- [Task item] Count how many lines in the entries below hold "optional". Only the number belongs in the answer.

- [Source material]
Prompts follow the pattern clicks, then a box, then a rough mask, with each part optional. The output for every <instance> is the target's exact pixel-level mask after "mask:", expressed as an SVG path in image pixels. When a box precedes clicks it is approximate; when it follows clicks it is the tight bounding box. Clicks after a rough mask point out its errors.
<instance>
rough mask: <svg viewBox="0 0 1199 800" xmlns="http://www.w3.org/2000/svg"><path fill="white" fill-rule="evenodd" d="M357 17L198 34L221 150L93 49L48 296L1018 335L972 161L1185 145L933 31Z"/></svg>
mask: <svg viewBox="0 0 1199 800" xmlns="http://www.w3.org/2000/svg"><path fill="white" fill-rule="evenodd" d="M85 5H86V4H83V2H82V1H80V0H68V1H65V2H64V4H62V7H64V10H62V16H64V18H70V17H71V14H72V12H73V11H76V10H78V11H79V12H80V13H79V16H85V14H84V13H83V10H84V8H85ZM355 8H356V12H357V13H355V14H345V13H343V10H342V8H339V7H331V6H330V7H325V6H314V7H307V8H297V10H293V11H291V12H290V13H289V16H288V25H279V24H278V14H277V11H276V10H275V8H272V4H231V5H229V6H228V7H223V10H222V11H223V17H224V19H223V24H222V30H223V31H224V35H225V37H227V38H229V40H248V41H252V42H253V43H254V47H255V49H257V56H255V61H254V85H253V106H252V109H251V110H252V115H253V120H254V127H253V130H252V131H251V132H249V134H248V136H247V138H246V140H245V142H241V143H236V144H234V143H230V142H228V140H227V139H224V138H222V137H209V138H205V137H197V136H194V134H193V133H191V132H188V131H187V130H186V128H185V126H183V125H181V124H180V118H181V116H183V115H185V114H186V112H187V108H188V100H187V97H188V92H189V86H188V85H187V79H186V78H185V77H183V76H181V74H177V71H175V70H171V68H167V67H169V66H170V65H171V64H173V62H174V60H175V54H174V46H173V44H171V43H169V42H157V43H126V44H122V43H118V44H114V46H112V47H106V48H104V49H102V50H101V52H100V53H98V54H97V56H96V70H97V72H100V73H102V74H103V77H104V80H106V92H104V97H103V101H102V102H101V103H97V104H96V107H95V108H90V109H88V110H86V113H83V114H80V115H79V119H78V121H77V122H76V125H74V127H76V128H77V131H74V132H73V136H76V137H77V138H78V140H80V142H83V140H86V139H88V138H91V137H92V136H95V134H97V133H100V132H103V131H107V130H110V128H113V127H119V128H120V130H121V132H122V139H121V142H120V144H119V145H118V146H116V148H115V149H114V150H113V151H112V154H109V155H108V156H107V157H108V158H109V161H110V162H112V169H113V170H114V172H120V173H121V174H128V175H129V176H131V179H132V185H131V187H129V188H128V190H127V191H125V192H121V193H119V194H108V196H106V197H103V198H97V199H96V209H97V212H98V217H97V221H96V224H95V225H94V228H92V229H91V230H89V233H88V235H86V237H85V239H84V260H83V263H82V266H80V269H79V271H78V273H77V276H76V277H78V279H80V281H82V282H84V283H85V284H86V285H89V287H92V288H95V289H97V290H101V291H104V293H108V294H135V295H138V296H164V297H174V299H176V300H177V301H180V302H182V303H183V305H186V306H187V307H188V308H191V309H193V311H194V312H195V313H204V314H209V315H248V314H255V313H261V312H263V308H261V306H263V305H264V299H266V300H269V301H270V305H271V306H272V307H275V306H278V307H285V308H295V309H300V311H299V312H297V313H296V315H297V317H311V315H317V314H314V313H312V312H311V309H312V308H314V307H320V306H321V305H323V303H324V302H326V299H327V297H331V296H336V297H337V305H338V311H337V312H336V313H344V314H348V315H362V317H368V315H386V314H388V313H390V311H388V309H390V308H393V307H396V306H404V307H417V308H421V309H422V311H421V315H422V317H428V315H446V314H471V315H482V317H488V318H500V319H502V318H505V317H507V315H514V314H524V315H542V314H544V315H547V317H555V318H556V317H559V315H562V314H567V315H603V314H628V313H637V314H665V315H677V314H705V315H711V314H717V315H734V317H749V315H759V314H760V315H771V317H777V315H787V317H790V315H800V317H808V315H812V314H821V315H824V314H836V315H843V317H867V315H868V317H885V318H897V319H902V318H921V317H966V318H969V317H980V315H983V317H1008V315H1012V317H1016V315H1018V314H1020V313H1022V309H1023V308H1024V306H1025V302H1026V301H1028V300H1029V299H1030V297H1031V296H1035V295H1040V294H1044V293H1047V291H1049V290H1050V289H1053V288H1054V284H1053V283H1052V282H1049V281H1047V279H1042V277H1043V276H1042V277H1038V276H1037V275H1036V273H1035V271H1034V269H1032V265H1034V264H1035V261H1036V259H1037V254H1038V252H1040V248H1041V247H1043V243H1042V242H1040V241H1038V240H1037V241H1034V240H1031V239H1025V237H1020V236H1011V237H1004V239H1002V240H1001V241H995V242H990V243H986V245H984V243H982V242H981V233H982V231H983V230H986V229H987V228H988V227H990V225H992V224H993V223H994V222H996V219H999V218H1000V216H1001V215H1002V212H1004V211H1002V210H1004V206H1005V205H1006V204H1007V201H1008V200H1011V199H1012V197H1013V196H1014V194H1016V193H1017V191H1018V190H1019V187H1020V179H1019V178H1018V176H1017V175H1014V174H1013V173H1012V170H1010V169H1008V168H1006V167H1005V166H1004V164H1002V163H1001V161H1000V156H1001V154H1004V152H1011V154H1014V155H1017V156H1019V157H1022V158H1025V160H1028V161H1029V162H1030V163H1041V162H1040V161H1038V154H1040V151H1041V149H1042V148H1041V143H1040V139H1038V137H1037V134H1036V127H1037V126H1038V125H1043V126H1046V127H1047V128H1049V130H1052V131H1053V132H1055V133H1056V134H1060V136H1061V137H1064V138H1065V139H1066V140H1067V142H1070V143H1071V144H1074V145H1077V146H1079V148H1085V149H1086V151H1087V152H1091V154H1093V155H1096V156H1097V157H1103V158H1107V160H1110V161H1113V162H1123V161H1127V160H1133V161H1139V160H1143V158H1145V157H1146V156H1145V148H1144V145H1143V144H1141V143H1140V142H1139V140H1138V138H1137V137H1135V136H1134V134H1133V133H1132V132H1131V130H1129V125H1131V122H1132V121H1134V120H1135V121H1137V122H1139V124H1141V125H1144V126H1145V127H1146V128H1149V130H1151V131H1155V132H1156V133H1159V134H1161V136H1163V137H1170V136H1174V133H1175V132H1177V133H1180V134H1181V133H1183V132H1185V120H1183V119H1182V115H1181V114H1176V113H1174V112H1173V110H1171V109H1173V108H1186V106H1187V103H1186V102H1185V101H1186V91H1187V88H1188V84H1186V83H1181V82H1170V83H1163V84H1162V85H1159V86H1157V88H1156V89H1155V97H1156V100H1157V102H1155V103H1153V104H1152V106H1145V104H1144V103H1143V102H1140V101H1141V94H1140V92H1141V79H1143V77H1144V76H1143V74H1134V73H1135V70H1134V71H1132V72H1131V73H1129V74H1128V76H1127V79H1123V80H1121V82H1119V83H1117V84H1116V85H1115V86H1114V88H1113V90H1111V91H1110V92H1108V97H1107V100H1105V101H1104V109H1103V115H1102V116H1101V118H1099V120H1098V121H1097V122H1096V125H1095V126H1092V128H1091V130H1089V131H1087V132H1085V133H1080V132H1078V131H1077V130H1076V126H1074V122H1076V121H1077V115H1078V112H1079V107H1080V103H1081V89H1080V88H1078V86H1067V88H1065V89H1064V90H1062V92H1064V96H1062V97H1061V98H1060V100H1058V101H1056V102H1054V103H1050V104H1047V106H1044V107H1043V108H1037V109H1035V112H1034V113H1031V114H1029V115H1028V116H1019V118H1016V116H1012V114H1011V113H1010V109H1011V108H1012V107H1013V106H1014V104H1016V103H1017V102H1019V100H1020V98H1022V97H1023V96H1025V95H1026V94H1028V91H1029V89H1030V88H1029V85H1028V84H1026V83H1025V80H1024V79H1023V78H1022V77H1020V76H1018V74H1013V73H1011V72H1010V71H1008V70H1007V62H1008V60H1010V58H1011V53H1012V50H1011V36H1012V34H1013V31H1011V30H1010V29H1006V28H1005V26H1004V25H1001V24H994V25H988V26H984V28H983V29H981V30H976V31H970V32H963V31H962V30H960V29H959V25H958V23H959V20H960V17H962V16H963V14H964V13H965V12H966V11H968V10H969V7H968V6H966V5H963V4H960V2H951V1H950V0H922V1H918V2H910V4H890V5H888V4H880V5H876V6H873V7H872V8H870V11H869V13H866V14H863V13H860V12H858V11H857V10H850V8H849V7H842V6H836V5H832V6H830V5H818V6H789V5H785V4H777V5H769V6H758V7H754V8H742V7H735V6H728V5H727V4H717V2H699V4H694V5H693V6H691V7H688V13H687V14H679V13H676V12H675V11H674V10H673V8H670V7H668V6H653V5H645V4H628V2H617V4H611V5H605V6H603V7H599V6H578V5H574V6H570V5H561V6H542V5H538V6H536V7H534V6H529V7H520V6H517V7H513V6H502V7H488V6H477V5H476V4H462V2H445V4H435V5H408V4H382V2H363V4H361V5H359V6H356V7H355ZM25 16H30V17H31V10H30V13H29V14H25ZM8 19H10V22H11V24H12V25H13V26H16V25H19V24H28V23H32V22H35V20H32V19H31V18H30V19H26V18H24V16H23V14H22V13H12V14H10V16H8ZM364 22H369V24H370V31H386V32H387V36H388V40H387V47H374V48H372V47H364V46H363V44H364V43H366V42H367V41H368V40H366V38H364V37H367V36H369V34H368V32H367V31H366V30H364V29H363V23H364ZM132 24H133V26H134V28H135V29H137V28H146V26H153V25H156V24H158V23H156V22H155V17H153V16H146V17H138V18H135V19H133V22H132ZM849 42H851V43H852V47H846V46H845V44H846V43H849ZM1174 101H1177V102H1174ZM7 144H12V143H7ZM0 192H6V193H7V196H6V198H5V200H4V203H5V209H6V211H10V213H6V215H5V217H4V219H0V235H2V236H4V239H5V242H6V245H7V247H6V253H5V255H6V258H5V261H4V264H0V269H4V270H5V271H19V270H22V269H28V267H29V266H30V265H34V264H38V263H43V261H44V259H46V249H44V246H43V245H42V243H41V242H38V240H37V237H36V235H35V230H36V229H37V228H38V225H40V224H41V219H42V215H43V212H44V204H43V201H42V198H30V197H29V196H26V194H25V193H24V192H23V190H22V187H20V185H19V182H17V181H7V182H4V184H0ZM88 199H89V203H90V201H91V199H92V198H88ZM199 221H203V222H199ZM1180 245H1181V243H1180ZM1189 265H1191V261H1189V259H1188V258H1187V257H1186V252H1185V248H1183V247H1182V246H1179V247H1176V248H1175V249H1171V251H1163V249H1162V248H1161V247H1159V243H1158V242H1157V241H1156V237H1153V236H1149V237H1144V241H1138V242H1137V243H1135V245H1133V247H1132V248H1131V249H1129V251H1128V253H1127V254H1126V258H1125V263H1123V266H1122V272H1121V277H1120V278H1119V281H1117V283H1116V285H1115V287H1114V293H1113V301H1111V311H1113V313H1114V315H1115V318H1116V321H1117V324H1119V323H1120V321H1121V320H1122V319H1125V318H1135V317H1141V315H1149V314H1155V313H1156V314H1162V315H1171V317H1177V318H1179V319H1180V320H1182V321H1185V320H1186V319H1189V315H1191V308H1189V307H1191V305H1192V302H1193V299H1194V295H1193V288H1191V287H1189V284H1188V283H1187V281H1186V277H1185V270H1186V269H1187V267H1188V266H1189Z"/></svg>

--

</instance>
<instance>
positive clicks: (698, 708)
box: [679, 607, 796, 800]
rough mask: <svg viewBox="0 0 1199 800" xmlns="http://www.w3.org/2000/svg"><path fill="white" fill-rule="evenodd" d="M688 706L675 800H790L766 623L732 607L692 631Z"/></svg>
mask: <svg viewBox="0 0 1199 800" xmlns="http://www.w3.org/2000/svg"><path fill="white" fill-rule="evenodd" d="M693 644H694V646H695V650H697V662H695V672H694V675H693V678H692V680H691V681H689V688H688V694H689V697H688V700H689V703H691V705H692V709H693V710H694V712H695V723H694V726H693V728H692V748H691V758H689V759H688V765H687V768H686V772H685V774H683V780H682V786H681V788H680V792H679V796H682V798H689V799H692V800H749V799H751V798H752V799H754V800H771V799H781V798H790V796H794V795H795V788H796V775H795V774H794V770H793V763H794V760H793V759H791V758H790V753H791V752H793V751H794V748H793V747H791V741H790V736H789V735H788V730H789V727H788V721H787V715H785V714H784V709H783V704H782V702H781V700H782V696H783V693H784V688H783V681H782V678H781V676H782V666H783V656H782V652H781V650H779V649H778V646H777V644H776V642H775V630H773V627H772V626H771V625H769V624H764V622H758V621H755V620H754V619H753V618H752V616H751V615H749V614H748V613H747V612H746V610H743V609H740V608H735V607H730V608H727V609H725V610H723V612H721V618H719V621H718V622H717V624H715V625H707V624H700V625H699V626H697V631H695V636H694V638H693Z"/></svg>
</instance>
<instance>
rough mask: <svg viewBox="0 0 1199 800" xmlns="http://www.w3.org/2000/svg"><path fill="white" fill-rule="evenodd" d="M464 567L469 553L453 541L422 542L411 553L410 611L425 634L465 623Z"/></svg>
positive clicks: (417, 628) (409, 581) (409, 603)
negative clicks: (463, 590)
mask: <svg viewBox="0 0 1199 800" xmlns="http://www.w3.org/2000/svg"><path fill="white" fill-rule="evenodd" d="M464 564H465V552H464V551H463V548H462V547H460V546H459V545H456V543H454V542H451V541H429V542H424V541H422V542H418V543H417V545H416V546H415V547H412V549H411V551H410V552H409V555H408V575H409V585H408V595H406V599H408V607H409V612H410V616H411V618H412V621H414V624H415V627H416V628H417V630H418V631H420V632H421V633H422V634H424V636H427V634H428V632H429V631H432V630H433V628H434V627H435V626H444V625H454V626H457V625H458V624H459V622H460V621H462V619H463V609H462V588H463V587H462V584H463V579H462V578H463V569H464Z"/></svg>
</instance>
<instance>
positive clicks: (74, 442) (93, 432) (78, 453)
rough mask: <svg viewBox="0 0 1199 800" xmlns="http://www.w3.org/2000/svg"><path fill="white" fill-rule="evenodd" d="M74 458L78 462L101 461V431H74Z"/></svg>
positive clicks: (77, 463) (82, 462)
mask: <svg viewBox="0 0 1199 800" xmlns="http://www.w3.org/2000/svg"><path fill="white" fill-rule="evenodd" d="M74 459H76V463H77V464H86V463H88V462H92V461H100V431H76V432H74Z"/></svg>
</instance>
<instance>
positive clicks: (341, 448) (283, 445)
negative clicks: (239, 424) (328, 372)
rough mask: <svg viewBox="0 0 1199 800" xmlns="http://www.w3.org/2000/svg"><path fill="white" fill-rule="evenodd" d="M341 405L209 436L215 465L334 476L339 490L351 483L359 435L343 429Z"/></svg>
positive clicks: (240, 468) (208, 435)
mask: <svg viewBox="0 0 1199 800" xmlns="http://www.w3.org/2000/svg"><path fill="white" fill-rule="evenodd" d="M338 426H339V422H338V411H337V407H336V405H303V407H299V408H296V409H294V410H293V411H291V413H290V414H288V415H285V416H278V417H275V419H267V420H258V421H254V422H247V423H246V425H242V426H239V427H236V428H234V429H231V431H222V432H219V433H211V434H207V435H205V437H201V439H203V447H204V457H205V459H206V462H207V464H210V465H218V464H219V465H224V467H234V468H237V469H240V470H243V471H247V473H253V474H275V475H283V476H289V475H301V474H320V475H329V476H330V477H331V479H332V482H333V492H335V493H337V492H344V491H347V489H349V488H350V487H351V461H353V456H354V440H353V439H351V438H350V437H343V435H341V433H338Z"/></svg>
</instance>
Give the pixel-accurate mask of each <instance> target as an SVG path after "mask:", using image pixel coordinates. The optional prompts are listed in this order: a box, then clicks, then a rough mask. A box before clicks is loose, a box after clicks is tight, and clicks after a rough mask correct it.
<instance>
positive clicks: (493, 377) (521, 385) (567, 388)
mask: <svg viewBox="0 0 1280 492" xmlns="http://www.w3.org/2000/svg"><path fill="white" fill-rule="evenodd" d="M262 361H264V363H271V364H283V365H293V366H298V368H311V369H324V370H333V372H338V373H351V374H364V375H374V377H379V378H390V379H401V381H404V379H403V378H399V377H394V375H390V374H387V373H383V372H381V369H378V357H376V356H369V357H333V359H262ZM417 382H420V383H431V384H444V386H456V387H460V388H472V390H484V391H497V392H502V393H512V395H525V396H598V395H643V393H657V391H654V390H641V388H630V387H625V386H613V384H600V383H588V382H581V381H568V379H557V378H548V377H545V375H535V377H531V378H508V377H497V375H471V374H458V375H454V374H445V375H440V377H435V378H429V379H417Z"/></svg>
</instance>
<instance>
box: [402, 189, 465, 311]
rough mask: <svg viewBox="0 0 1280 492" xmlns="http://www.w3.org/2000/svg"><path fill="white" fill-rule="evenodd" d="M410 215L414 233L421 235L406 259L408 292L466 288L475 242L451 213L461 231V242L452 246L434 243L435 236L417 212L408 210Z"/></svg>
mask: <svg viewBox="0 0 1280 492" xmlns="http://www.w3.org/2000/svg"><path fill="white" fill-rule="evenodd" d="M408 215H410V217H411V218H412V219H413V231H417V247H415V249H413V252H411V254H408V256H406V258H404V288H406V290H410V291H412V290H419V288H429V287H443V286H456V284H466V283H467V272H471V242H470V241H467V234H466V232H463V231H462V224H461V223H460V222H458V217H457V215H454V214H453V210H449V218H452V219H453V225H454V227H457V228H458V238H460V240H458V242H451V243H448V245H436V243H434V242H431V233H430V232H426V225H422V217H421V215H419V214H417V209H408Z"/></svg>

- [Finished task] 2